** Start **

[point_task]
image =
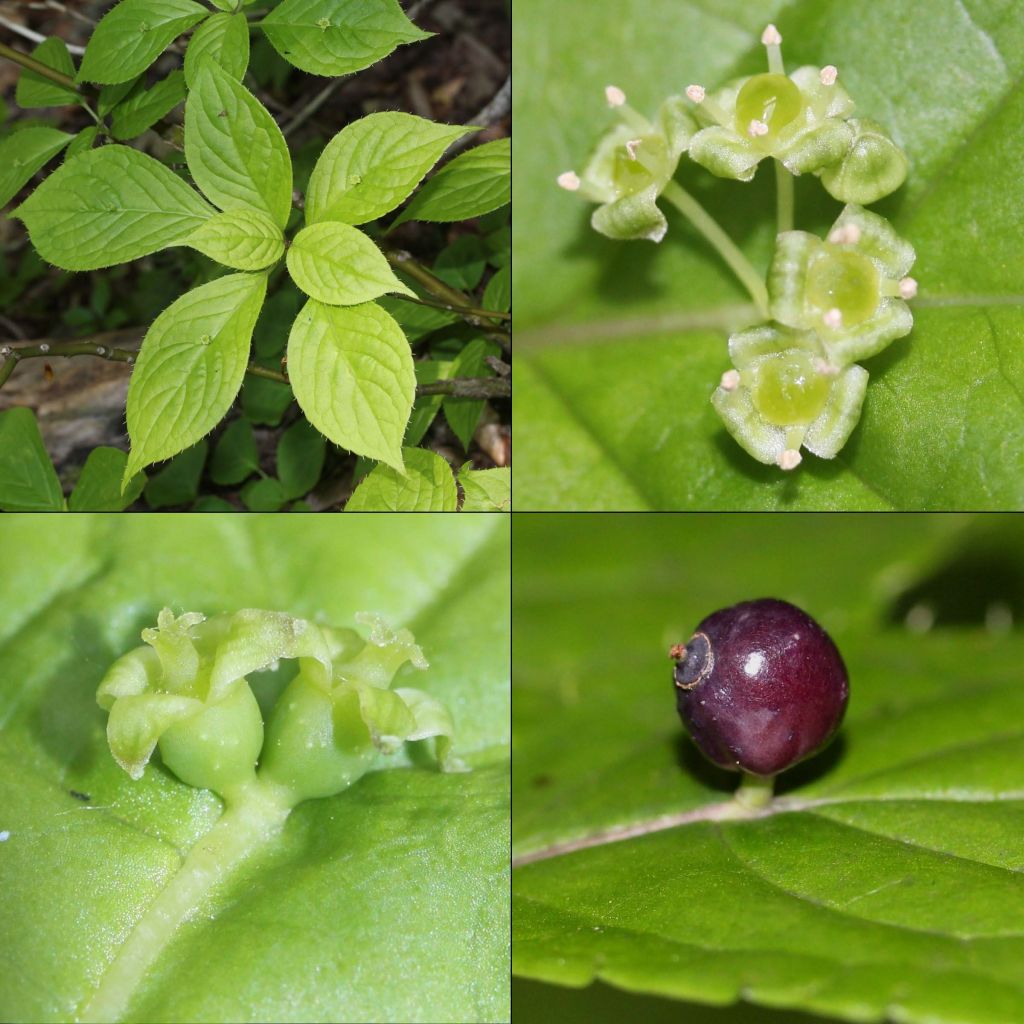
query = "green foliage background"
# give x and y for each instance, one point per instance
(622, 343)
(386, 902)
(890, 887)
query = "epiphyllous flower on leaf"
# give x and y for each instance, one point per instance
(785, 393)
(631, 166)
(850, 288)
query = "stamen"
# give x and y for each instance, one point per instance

** End **
** Start **

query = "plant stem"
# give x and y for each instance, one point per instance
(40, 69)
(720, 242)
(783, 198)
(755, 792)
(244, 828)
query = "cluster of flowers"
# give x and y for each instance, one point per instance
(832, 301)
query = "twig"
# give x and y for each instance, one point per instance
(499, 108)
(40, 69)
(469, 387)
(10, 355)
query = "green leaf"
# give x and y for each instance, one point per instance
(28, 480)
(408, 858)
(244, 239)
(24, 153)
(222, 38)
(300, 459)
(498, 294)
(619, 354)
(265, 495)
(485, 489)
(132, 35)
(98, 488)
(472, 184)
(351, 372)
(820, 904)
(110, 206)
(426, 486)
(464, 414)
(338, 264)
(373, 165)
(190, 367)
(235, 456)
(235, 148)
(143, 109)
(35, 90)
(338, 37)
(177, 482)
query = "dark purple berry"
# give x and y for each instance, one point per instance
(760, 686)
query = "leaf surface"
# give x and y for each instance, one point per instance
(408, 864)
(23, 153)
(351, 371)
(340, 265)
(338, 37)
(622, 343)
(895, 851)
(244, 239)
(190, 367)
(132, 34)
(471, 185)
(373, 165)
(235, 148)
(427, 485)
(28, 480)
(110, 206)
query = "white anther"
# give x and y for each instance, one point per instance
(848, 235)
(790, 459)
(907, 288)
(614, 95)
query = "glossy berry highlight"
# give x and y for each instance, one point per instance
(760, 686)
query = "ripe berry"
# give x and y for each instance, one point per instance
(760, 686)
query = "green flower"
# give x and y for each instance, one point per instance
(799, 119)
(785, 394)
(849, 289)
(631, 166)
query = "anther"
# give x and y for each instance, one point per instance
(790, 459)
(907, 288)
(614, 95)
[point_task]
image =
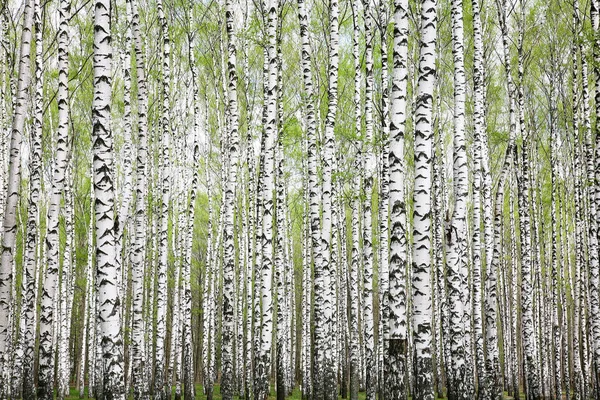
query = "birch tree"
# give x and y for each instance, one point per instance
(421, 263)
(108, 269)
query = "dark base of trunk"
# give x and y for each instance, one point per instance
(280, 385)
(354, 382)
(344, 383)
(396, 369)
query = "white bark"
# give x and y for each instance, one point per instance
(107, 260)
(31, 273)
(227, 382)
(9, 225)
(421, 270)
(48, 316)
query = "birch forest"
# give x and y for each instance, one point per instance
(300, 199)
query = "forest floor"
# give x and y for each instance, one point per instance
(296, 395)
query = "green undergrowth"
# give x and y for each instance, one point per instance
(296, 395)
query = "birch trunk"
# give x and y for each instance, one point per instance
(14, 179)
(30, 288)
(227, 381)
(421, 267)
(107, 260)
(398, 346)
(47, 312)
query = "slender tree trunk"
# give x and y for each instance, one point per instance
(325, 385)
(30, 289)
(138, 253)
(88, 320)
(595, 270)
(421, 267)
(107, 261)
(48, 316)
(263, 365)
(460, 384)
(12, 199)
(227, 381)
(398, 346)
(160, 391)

** End **

Pull out every line of the material above that contains the word "berry", and copy each of those lines in full.

- Answer for this exercise:
query = "dark purple berry"
query = "glossy berry highlight"
query = "ripe berry"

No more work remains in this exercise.